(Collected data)

◆ ◆ ◆ ◆ ◆ ◆ ◆

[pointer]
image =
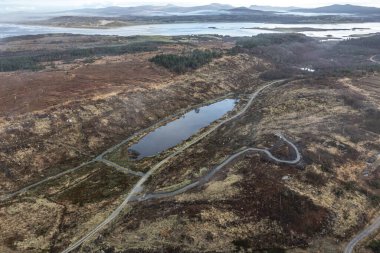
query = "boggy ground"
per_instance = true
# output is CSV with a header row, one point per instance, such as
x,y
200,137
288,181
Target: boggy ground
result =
x,y
251,205
96,105
254,204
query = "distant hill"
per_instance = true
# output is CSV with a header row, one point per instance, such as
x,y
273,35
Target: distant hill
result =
x,y
244,11
151,10
271,8
337,8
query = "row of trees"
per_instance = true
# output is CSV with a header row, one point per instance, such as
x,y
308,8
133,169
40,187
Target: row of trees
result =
x,y
33,62
186,61
271,39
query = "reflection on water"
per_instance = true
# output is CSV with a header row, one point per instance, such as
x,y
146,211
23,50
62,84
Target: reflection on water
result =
x,y
175,132
231,29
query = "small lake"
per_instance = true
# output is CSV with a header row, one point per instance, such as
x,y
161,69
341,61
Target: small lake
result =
x,y
231,29
181,129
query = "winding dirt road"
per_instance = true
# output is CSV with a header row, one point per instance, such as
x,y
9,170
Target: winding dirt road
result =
x,y
373,59
362,235
207,178
139,185
99,158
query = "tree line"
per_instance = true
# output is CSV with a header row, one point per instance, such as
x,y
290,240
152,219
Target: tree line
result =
x,y
186,61
33,61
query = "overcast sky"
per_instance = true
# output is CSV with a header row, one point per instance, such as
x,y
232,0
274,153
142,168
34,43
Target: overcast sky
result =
x,y
43,5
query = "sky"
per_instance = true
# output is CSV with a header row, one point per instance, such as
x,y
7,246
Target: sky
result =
x,y
49,5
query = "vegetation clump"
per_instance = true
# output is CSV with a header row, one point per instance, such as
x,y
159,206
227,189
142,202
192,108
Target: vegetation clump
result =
x,y
374,246
33,62
187,61
271,39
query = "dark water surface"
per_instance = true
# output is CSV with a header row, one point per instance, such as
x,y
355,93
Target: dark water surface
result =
x,y
181,129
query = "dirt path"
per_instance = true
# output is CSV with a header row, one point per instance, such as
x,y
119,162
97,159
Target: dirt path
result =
x,y
99,158
372,59
362,235
139,186
206,178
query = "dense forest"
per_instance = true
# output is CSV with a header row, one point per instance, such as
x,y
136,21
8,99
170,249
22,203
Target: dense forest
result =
x,y
187,61
368,42
33,62
271,39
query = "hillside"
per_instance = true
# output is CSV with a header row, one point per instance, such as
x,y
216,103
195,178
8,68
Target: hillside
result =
x,y
337,8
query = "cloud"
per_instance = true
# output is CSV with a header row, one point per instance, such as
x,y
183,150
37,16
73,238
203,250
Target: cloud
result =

◆ ◆ ◆ ◆ ◆ ◆ ◆

== INSTRUCTIONS FOR THE TASK ==
Show each line of the items above that contains the string "ground". Case counts.

== TASK ANSWER ==
query = "boggy ground"
Target: boggy ground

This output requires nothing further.